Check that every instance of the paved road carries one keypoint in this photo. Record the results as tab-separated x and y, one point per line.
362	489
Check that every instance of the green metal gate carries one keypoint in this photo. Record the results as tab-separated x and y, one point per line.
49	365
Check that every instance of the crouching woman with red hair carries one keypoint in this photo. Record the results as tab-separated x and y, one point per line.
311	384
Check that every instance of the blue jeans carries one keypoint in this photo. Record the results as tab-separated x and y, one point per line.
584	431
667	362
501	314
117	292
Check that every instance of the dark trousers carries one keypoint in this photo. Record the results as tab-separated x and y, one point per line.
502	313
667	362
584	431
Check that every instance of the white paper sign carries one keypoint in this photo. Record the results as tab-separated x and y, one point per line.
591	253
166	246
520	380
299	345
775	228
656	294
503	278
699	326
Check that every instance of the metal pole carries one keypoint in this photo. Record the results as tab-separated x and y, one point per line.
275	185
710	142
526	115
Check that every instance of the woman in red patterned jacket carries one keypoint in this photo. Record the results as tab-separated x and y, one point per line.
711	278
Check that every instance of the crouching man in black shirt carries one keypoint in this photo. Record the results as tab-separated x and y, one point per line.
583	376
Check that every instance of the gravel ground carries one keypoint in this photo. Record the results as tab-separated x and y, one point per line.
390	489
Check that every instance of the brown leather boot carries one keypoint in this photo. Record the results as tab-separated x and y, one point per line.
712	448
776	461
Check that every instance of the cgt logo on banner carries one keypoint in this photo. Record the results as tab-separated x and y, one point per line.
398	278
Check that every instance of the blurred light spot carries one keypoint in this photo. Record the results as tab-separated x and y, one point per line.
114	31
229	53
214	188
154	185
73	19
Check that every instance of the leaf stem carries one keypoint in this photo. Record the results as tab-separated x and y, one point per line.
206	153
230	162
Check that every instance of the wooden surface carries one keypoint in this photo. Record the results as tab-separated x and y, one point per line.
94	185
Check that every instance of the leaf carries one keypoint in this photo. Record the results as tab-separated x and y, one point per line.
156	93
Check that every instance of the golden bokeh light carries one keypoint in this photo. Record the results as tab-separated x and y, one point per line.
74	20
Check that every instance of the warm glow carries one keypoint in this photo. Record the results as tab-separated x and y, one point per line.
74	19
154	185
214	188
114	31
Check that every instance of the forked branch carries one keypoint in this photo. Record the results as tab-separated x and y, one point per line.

▶ [Requirement]
Print out all of the data above word for word.

▶ [Solution to this problem]
Check that every instance of the paved road carries one keypoint in this photo. Record the results as tab-separated x and y, one point per line.
362	489
Check that every instance of the green metal gate carries one keypoint in this photo. Record the results as tab-separated x and y, one point per line.
49	365
Check that every instance of the crouching woman with red hair carries one keypoint in this photo. Record the results as tab-separated x and y, one point per line.
311	384
Check that every instance of the blue jeans carries one keypoint in this photo. Record the results as tab-separated x and y, one point per line.
584	431
667	362
501	314
117	292
Check that every instance of the dark trousers carries one keypoint in this photo. Record the results as tab-separated x and y, one point per line.
502	313
667	362
584	431
Check that every instance of the white paper sign carries one keypoint in this photo. Record the results as tab-separated x and y, one point per line.
591	253
166	246
520	380
299	345
775	228
656	294
503	278
699	326
Check that every instance of the metal pole carries one keypoint in this photo. Record the results as tab-separated x and y, one point per line.
275	185
710	142
526	115
Check that every instance of the woman in red patterned jacket carries one keypoint in this photo. Record the results as tab-separated x and y, one point per line.
711	278
Check that every instance of the crouching man in black shirt carries one keypoint in this photo. Record the results as tab-separated x and y, one point per line.
583	376
Check that every instance of the gravel ground carries one keypoint in this photo. Record the results as tab-separated x and y, one point per line.
390	489
Check that every instance of the brown leather boot carries one keypoint in this photo. Record the results as tab-separated x and y, one point per line.
712	448
776	461
Check that every instance of the cgt logo on banner carries one keypoint in this photo. Record the results as tab-separated x and y, one point per line.
398	278
Check that every instance of the blurred light spot carries one keypoint in this photo. Record the results as tab-separated x and y, one point per line.
114	31
229	53
214	188
154	185
73	19
Check that every instance of the leaf stem carries one keypoint in this photo. Record the results as tab-separated x and y, one point per line.
206	153
230	162
Check that every instance of the wooden surface carries one keypoint in this photo. Record the results as tab-separated x and y, one point per line.
94	185
Check that every instance of the leaf carries one keypoint in this photo. Record the results as tab-separated x and y, one point per line.
156	93
Check that every instance of the golden bokeh light carries one keypoint in this photo. Record the results as tab-separated x and y, one point per line.
74	20
Check that every instance of the warm glow carries one keypoint in this photo. Record the results as tab-separated x and y, one point per line.
74	19
154	185
214	188
114	31
Check that every instance of the forked branch carries one keypoint in this photo. Record the results as tab-separated x and y, one point per line.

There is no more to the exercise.